* THE DATA *
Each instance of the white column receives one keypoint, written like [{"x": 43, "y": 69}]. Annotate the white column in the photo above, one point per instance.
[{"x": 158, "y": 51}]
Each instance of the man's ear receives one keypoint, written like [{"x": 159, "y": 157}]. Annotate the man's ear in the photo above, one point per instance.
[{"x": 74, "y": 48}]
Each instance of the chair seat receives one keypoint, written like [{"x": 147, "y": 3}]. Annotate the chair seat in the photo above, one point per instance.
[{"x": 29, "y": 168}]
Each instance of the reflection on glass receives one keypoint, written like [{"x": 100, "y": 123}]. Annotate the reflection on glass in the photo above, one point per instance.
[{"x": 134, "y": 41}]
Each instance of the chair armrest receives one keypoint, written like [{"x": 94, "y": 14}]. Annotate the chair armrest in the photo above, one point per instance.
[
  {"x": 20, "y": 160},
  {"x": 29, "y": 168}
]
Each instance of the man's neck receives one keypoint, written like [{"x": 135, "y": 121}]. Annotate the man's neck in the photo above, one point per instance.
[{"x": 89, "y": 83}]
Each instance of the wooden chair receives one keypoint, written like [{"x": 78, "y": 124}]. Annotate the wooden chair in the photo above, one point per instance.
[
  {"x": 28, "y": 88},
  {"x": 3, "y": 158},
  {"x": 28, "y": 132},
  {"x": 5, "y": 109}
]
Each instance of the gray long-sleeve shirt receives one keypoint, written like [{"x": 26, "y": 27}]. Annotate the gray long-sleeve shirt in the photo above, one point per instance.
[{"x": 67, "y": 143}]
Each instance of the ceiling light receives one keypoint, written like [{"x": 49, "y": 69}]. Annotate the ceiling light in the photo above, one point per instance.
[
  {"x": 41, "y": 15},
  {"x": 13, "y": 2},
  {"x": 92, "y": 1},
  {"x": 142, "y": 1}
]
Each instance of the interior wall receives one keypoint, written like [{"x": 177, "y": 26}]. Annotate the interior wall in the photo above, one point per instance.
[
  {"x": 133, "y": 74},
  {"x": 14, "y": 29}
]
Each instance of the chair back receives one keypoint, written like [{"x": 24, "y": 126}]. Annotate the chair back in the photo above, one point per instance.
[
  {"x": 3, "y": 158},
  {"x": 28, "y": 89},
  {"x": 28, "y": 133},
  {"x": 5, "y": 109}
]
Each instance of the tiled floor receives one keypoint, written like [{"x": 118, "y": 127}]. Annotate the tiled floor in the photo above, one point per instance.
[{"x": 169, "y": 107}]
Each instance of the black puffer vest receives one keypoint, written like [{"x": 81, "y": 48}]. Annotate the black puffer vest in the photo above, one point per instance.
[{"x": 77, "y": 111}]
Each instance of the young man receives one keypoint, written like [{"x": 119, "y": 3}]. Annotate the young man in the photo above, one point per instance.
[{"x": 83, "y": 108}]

* YOUR INSTRUCTIONS *
An exact copy of every record is needed, so retype them all.

* RESPONSE FOR THIS EXERCISE *
Each instance of the white column receives one keypoint, written like [{"x": 43, "y": 69}]. Annotate the white column in the photo above, one point per instance.
[{"x": 158, "y": 51}]
Each instance of the man's ear receives one keypoint, written like [{"x": 159, "y": 157}]. Annotate the man's ear in the photo above, one point per instance.
[{"x": 74, "y": 48}]
Each instance of the chair seat receives one keypoint, written like [{"x": 147, "y": 3}]. Annotate the chair seat in the photo above, one point per instance.
[{"x": 29, "y": 168}]
Each instance of the reflection on glass receives one keypoint, written like [{"x": 100, "y": 123}]. Annotate the reflection on glass in the photo above, one point per instance.
[{"x": 134, "y": 41}]
Each instance of the chair armrest receives one keypoint, written like [{"x": 94, "y": 14}]. Annotate the chair armrest in the photo above, one point per instance.
[
  {"x": 20, "y": 160},
  {"x": 29, "y": 168}
]
Each instance of the man's neck receives one keypoint, written like [{"x": 135, "y": 121}]. Annotate the man's neck in the photo above, one point per instance.
[{"x": 89, "y": 83}]
Each instance of the wooden chair receives one keypoint, written like [{"x": 78, "y": 124}]. Annotate the wooden chair in the photo above, one point per instance.
[
  {"x": 28, "y": 88},
  {"x": 3, "y": 158},
  {"x": 28, "y": 132},
  {"x": 5, "y": 109}
]
Each instance of the gray long-sleeve shirt receives one keypoint, written like [{"x": 26, "y": 27}]. Annotate the gray long-sleeve shirt in the photo above, one point per instance.
[{"x": 67, "y": 143}]
Each instance of the ceiling light receives one keypoint, written like [{"x": 49, "y": 69}]. Annotate the ceiling light in the photo above, one point per instance.
[
  {"x": 41, "y": 15},
  {"x": 13, "y": 2},
  {"x": 92, "y": 1},
  {"x": 142, "y": 1}
]
Each instance of the interior wall receives one keypoint, written like [{"x": 177, "y": 26}]. Annotate the interior wall in the photo above, one point per instance.
[
  {"x": 133, "y": 74},
  {"x": 14, "y": 29}
]
Each instance of the chair back receives one keypoint, written like [{"x": 24, "y": 126}]. Annotate the chair back in the photo above, one point per instance.
[
  {"x": 3, "y": 158},
  {"x": 28, "y": 89},
  {"x": 28, "y": 133},
  {"x": 5, "y": 109}
]
Each instance of the tiled floor receives one keypoint, written like [{"x": 118, "y": 127}]. Annotate the tiled floor in the photo above, one point per instance.
[{"x": 169, "y": 107}]
Each instance of the black puffer vest receives one keypoint, written like [{"x": 81, "y": 48}]. Annotate the black puffer vest in the photo above, one point per instance.
[{"x": 77, "y": 111}]
Each instance of the young man receives one keypoint, written like [{"x": 119, "y": 3}]. Annotate the young man in the photo above, one point per instance.
[{"x": 83, "y": 108}]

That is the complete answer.